Source excerpt:

On Monday, May 26, 2014 08:13:21 PM yi lu wrote:
> OK, I understand. I think storing data into memory will be fine for me.
> 
> I do read the *Multi-dimensional Arrays *part*, *and find  the assignment
> part not so familiar.

Aside from the use of [] rather than (), assignment is almost exactly like in 
Matlab. The main practical difference is that in Julia it's very efficient to 
write loops and directly address elements as u[xi, yi, ti].

> This is because I use MATLAB before and I often do
> some code like
> a=[a,b]
> which may be very slow in fact(I am not so sure).

Right. While in Matlab there isn't a great alternative, for growing 1d arrays 
Julia has push! and append! which are vastly more efficient. For various 
(important) reasons, that doesn't work with a multidimensional array. However, 
even in 1d the fastest of all is to pre-allocate your storage and address each 
element directly, and that also works in 3d.

--Tim

> 
> Yi
> 
> On Mon, May 26, 2014 at 7:36 PM, Tim Holy <[email protected]> wrote:
> > On Monday, May 26, 2014 07:22:16 PM yi lu wrote:
> > > I don't quite understand *Fabian*. For the *h5 files* part, do you mean
> > > I
> > > can interact with h5 files in the disk while the program is running?
> > 
> > Yes, you can. But in your question, you left it ambiguous as to whether
> > you
> > want to store in memory or store to disk. If you only need to store to
> > memory
> > (if you have enough RAM for your big arrays), then HDF5 won't be
> > relevant---
> > just use an Array. Please do read the documentation about multidimensional
> > arrays, they already do everything you're asking about, including your
> > u[t_i,z_k] example.

Information given:
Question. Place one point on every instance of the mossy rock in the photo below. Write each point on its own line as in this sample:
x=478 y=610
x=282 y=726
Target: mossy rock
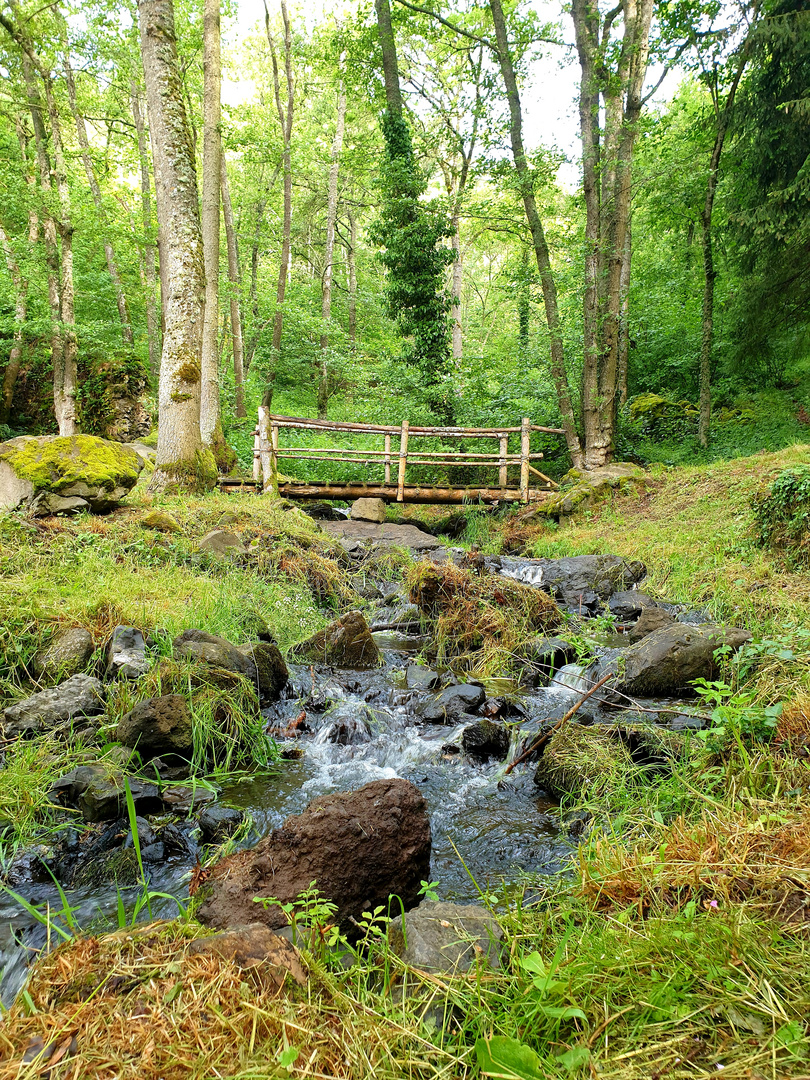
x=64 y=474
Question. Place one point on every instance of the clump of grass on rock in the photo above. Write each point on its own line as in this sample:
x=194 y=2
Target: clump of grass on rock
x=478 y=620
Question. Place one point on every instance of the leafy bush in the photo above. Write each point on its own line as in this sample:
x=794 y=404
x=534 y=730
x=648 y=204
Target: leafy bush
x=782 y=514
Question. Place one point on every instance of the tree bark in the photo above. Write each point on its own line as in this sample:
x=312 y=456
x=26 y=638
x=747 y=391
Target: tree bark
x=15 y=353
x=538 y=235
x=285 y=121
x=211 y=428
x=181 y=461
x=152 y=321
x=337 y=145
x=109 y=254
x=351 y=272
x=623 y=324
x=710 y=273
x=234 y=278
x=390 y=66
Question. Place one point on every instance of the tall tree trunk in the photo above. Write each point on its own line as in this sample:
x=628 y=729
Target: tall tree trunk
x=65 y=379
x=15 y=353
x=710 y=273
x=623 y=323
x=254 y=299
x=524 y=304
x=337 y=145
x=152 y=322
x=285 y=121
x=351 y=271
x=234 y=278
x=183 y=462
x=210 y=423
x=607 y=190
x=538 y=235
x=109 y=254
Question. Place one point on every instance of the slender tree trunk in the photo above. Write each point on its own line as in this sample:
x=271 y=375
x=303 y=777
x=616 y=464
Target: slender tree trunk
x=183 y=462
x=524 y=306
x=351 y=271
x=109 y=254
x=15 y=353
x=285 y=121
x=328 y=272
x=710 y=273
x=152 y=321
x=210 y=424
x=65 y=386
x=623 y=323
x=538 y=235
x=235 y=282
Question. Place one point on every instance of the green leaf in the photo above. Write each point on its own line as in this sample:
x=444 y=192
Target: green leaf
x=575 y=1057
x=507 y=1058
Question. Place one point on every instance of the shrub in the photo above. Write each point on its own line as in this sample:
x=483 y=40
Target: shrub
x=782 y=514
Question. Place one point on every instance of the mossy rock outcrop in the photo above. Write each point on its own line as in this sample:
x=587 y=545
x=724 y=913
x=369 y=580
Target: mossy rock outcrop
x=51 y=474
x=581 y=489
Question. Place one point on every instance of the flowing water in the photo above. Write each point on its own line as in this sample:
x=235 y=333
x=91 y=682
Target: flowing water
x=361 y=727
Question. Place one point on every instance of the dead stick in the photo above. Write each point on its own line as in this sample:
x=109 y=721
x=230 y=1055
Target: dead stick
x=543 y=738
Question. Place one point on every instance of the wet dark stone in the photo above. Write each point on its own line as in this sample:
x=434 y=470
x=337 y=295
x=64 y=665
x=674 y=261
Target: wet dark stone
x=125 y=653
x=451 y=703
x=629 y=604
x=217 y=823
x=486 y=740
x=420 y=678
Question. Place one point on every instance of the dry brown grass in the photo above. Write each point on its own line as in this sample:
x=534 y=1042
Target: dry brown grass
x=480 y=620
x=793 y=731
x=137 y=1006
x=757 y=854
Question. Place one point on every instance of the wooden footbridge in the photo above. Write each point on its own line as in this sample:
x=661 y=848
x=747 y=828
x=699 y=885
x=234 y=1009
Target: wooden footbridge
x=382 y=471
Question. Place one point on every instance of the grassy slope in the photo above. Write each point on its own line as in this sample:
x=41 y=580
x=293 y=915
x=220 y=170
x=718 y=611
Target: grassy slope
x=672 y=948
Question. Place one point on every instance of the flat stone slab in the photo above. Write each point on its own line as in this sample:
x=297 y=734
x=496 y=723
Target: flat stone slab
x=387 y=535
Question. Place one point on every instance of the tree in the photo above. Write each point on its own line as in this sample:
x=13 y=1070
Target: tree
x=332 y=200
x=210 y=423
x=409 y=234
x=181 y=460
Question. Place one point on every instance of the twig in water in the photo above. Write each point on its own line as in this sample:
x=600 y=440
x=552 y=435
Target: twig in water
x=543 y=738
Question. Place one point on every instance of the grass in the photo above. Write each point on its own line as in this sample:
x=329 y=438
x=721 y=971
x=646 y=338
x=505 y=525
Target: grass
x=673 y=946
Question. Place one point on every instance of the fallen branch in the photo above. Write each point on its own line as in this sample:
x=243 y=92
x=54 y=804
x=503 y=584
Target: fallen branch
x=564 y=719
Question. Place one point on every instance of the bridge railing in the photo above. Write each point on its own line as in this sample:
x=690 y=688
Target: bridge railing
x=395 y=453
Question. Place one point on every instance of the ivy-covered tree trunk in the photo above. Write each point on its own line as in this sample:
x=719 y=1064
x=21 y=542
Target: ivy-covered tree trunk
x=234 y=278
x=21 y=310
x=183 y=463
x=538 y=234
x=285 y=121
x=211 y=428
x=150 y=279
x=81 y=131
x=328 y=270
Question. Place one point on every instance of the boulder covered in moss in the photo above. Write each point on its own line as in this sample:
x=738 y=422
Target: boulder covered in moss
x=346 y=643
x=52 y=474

Task to carry out: From the email about arrays in Julia above, write out the passage from "Aside from the" up to and including "works in 3d.".

Solution below:
Aside from the use of [] rather than (), assignment is almost exactly like in 
Matlab. The main practical difference is that in Julia it's very efficient to 
write loops and directly address elements as u[xi, yi, ti].

> This is because I use MATLAB before and I often do
> some code like
> a=[a,b]
> which may be very slow in fact(I am not so sure).

Right. While in Matlab there isn't a great alternative, for growing 1d arrays 
Julia has push! and append! which are vastly more efficient. For various 
(important) reasons, that doesn't work with a multidimensional array. However, 
even in 1d the fastest of all is to pre-allocate your storage and address each 
element directly, and that also works in 3d.